• **Task instructions**
When the string "cloud" occurs in a line of the listing below, return that line.

Start of Input data

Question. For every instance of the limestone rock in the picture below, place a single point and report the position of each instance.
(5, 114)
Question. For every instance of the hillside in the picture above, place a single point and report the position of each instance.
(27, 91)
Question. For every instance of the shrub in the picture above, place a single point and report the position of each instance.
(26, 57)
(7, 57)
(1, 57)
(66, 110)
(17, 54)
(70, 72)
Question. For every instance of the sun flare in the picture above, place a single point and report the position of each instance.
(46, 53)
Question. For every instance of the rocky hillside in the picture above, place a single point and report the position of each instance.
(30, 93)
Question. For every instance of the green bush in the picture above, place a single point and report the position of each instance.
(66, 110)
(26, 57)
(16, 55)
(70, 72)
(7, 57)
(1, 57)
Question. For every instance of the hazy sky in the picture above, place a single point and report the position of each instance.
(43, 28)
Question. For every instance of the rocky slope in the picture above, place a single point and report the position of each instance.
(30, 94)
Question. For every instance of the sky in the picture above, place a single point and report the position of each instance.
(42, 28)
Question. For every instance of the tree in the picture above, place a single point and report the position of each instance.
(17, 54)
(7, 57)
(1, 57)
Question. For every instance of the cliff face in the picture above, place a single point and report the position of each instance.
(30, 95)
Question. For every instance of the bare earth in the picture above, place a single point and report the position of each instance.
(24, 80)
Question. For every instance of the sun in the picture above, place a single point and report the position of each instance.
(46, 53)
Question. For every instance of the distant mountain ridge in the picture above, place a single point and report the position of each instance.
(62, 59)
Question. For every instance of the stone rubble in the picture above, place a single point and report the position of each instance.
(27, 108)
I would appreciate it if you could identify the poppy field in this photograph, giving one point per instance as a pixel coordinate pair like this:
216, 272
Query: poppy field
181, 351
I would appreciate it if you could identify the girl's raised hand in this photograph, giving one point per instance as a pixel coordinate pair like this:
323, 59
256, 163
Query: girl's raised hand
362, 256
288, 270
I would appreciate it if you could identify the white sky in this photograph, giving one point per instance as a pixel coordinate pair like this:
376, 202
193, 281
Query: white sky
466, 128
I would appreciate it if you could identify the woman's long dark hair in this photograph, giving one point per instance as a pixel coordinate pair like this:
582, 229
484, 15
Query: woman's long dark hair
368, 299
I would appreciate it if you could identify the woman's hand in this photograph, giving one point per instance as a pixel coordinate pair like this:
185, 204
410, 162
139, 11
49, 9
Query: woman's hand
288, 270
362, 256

End of Input data
Start of Input data

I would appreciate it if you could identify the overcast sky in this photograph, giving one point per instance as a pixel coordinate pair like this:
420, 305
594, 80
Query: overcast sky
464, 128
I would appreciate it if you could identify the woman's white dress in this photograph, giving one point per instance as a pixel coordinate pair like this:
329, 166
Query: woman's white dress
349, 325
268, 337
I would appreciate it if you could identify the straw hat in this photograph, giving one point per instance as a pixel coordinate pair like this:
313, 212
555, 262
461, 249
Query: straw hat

End of Input data
Start of Input data

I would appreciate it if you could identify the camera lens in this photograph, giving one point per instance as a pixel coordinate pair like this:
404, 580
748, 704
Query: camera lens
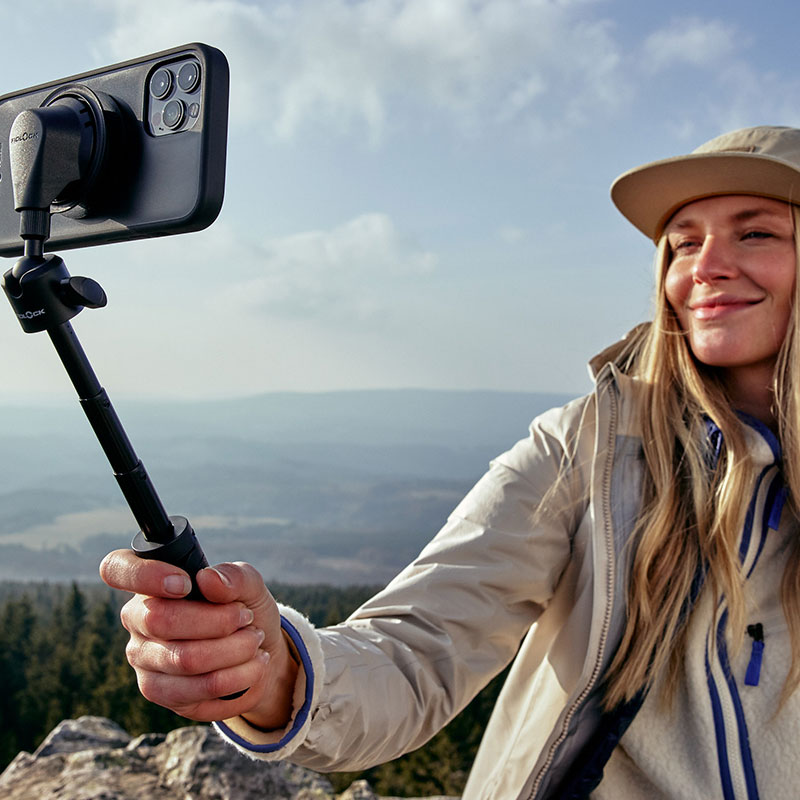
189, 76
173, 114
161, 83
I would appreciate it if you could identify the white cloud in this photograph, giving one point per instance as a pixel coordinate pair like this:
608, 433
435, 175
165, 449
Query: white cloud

End of Input data

• **Your response**
I would appreciate it if you could identify the white cloud in this photograph, giving one point per instance as a pixel coordinate pair like this:
Query: white cloud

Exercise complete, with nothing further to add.